[Exercise objective] Turn the listing below into a JSON array of strings, one string per line, leaving out any blank lines.
-=-=-
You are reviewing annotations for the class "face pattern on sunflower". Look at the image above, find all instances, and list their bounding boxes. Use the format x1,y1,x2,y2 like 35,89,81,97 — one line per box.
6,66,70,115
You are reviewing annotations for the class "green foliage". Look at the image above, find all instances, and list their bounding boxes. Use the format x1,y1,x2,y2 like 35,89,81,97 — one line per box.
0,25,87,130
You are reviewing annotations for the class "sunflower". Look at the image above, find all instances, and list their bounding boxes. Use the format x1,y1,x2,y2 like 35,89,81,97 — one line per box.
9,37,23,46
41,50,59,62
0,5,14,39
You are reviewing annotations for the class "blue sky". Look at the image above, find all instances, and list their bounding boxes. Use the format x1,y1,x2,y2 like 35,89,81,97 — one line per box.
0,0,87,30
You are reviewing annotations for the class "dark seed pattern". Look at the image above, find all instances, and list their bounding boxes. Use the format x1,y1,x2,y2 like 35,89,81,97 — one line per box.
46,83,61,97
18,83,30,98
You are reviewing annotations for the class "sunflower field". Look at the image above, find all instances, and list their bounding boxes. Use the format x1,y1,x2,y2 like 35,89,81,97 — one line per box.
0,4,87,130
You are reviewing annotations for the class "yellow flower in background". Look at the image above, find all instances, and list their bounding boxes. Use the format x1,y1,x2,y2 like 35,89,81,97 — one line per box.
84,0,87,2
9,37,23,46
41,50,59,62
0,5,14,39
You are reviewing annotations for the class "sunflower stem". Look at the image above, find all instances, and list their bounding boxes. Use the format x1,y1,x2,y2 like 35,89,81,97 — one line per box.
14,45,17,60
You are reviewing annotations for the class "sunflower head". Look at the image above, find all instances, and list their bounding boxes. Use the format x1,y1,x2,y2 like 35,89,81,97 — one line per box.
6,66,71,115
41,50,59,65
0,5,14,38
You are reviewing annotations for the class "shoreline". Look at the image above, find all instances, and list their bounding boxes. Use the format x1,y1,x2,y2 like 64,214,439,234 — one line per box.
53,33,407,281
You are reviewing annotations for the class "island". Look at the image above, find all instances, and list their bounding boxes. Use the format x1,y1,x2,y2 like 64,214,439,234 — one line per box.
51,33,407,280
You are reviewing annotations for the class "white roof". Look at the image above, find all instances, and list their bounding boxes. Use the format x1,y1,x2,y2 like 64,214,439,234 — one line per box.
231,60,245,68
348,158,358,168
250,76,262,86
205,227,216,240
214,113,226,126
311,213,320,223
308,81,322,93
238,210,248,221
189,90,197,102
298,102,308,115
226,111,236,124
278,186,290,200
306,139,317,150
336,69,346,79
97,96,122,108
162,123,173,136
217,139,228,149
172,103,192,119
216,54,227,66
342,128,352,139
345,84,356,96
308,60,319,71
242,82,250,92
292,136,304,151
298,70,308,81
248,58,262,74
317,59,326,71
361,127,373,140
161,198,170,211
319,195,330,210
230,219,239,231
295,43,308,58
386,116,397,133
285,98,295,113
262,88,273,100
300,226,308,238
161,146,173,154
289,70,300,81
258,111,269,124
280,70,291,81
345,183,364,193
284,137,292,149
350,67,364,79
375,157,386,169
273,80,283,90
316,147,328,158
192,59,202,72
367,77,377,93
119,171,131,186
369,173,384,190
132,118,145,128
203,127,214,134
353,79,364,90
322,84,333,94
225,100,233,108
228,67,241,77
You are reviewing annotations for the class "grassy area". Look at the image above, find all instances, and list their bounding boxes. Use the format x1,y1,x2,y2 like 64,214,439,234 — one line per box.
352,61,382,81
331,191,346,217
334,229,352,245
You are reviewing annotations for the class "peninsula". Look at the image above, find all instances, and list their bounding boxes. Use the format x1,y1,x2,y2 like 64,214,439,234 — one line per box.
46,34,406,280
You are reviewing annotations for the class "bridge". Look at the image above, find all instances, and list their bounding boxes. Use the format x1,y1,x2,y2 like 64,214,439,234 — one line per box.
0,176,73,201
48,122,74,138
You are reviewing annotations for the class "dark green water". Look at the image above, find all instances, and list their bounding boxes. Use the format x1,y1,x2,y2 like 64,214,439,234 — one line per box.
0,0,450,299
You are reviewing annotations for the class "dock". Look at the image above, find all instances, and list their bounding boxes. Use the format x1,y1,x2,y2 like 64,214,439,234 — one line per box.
-=-=-
[Full solution]
[
  "You are reviewing annotations for the class \"face pattern on sunflower\". Look at the image above, find all instances, and list their bounding boxes. Use the format x1,y1,x2,y2 like 35,89,81,97 — one line per box.",
  "6,66,70,115",
  "You are reviewing annotations for the class \"green foliage\". Look at the image above, find all instances, and list their bounding boxes. Use the format x1,y1,x2,y2 like 35,89,81,97 — one line per box.",
  "0,25,87,130",
  "You are reviewing annotations for the class \"sunflower\". Look at the image above, find all instances, and list their bounding boxes. Use the format x1,y1,x2,y2 like 35,89,81,97 — one line per box.",
  "9,37,23,46",
  "41,50,59,62",
  "0,5,14,39",
  "You are reviewing annotations for the class \"blue sky\". Look at the image above, find all instances, and list their bounding boxes. Use the format x1,y1,x2,y2 like 35,89,81,97 — one line per box.",
  "0,0,87,30",
  "You are reviewing annotations for the class \"dark seed pattern\". Look at the image above, find all instances, and list their bounding boxes. Use the format x1,y1,x2,y2 like 35,89,81,97 — one line per box.",
  "46,83,61,97",
  "18,83,30,98",
  "You are reviewing annotations for the class \"sunflower field\". Look at the image above, find all instances, and list their bounding boxes. Use the format x1,y1,x2,y2 like 35,89,81,97 — one line per box.",
  "0,4,87,130",
  "You are reviewing annotations for the class \"yellow flower in background\". Look at the image above, find all instances, and list their bounding boxes. Use the format x1,y1,x2,y2 like 35,89,81,97 — one line per box.",
  "84,0,87,2",
  "9,37,23,46",
  "41,50,59,62",
  "0,5,14,39",
  "You are reviewing annotations for the class \"sunflower stem\". Look at the image above, find all instances, and list their bounding boxes. Use the format x1,y1,x2,y2 like 35,89,81,97 — one line per box.",
  "14,45,17,60",
  "You are reviewing annotations for the class \"sunflower head\". Look at the image above, find all instances, and list their bounding boxes. Use the format x1,y1,x2,y2 like 35,89,81,97 — one line per box.",
  "6,66,71,115",
  "41,50,59,65",
  "0,5,14,38",
  "You are reviewing annotations for the class \"shoreline\". Look at the image above, find all instances, and list their bounding boxes. Use the format x1,y1,x2,y2 like 64,214,439,234 — one line per box.",
  "53,33,407,281",
  "You are reviewing annotations for the class \"island\". Look at the image above, find all instances, and list their bounding boxes. Use the format x1,y1,x2,y2 like 64,214,439,234 — one line per box.",
  "51,33,407,280",
  "You are reviewing annotations for the class \"white roof\". Look at the image above, find all instances, and list their bounding boxes. Use the format x1,y1,x2,y2 like 64,214,439,234 — one line per box.",
  "231,60,245,68",
  "348,158,358,168",
  "250,76,262,86",
  "205,227,216,240",
  "214,113,226,126",
  "311,213,320,223",
  "308,81,322,93",
  "238,210,248,221",
  "189,90,197,102",
  "298,102,308,115",
  "226,111,236,124",
  "278,186,290,200",
  "306,139,317,150",
  "336,69,346,79",
  "97,96,122,108",
  "162,123,173,136",
  "217,139,228,149",
  "172,103,192,119",
  "216,54,227,66",
  "342,128,352,139",
  "345,84,356,96",
  "308,60,319,71",
  "242,82,250,92",
  "292,136,304,151",
  "298,70,308,81",
  "248,58,262,74",
  "317,59,326,71",
  "361,127,373,140",
  "161,198,170,211",
  "319,195,330,210",
  "230,219,239,231",
  "295,43,308,58",
  "386,116,397,133",
  "285,98,295,113",
  "262,88,273,100",
  "300,226,308,238",
  "161,146,173,154",
  "289,70,300,81",
  "258,111,269,124",
  "280,70,291,81",
  "345,183,364,193",
  "284,137,292,149",
  "350,67,364,79",
  "375,157,386,169",
  "273,80,283,90",
  "316,147,328,158",
  "192,59,202,72",
  "367,77,377,93",
  "119,171,131,186",
  "369,173,384,190",
  "132,118,145,128",
  "203,127,214,134",
  "353,79,364,90",
  "322,84,333,94",
  "225,100,233,108",
  "228,67,241,77",
  "You are reviewing annotations for the class \"grassy area\". Look at the image above, find all instances, and list their bounding boxes. Use the format x1,y1,x2,y2 like 64,214,439,234 — one line per box.",
  "352,61,382,81",
  "331,191,346,217",
  "334,229,352,245",
  "You are reviewing annotations for the class \"peninsula\". Look at the image above, find all instances, and list their bounding boxes. Use the format x1,y1,x2,y2 like 64,214,439,234 — one line per box.",
  "46,34,406,280",
  "You are reviewing annotations for the class \"bridge\". Look at the image above, find all instances, and list their bounding boxes. Use the format x1,y1,x2,y2 like 64,214,439,234 — one line per box.",
  "0,176,73,201",
  "48,122,74,138",
  "You are reviewing annotations for the class \"dark green water\". Look at the image above, find all instances, and list their bounding boxes. Use the format x1,y1,x2,y2 like 64,214,439,234 — one line per box.",
  "0,0,450,299",
  "You are reviewing annotations for the class \"dock\". Look at the image above, find all instances, and list their bounding boxes. Use the format x1,y1,x2,y2 like 64,214,439,234 — one line per box."
]